• CONSIGNES
(a) Résumez l'extrait de page en deux phrases.
(b) Dans l'extrait de page, recopiez le passage qui commence aux mots « rend l’avis suivant » et s'arrête après « de nettoyage auto-moto. ».

• EXTRAIT DE PAGE

________________________

Avis JDP n°539/18 – PRODUITS DE NETTOYAGE AUTO-MOTO – Plainte fondée

Avis publié le 23 octobre 2018
Plainte fondée

Le Jury de Déontologie Publicitaire,

  • Après examen des éléments constituant le dossier de plainte,
  • les personnes intéressées ayant été invitées à faire valoir leurs observations,
  • après en avoir débattu dans les conditions prévues par l’article 12 du règlement intérieur,
  • et compte tenu de la demande de révision présentée par le représentant de la société annonceur,

rend l’avis suivant :

1. La plainte

Le Jury de Déontologie Publicitaire a été saisi, le 18 juillet 2018, d’une plainte émanant d’un particulier, tendant à ce qu’il se prononce sur la conformité aux règles déontologiques en vigueur d’une publicité diffusée en point de vente, en faveur d’une société, pour promouvoir ses produits de nettoyage auto-moto.

________________________

• DONNÉES FOURNIES
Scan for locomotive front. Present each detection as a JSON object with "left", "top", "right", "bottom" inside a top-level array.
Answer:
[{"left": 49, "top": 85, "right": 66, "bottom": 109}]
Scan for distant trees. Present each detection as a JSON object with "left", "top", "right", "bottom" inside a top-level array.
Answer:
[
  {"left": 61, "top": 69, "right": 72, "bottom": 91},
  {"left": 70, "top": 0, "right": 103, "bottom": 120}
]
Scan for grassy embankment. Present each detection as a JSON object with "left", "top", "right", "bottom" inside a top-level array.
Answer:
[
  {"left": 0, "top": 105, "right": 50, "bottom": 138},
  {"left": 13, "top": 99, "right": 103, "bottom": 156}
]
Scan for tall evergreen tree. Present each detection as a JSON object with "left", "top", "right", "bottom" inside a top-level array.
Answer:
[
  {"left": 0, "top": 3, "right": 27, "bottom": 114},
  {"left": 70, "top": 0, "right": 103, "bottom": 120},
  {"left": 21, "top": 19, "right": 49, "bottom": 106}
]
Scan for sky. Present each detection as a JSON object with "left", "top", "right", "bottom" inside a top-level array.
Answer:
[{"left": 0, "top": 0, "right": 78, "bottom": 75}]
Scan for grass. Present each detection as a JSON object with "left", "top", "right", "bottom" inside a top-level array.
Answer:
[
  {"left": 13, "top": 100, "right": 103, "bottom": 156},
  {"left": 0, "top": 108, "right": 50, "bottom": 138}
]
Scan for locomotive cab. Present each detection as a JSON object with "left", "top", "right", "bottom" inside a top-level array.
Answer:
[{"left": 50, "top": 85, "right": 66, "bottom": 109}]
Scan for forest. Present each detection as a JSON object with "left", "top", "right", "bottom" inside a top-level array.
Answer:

________________________

• CORRIGÉ
(a) Dans un avis publié le 23 octobre 2018, le Jury de Déontologie Publicitaire juge fondée une plainte contre une publicité pour des produits de nettoyage auto-moto. Un particulier avait déposé cette plainte le 18 juillet 2018 au sujet d'une publicité diffusée en point de vente par une société pour vanter ces produits.

(b)
rend l’avis suivant :

1. La plainte

Le Jury de Déontologie Publicitaire a été saisi, le 18 juillet 2018, d’une plainte émanant d’un particulier, tendant à ce qu’il se prononce sur la conformité aux règles déontologiques en vigueur d’une publicité diffusée en point de vente, en faveur d’une société, pour promouvoir ses produits de nettoyage auto-moto.